▶ Short problem:
Reproduce every one of the rows below without changing a single character.

= = = =

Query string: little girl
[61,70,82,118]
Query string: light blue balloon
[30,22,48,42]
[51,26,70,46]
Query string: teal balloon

= = = =

▶ Answer to the exercise:
Query string: little girl
[61,70,82,118]
Query string: light blue balloon
[30,22,48,42]
[51,26,70,46]
Query string: teal balloon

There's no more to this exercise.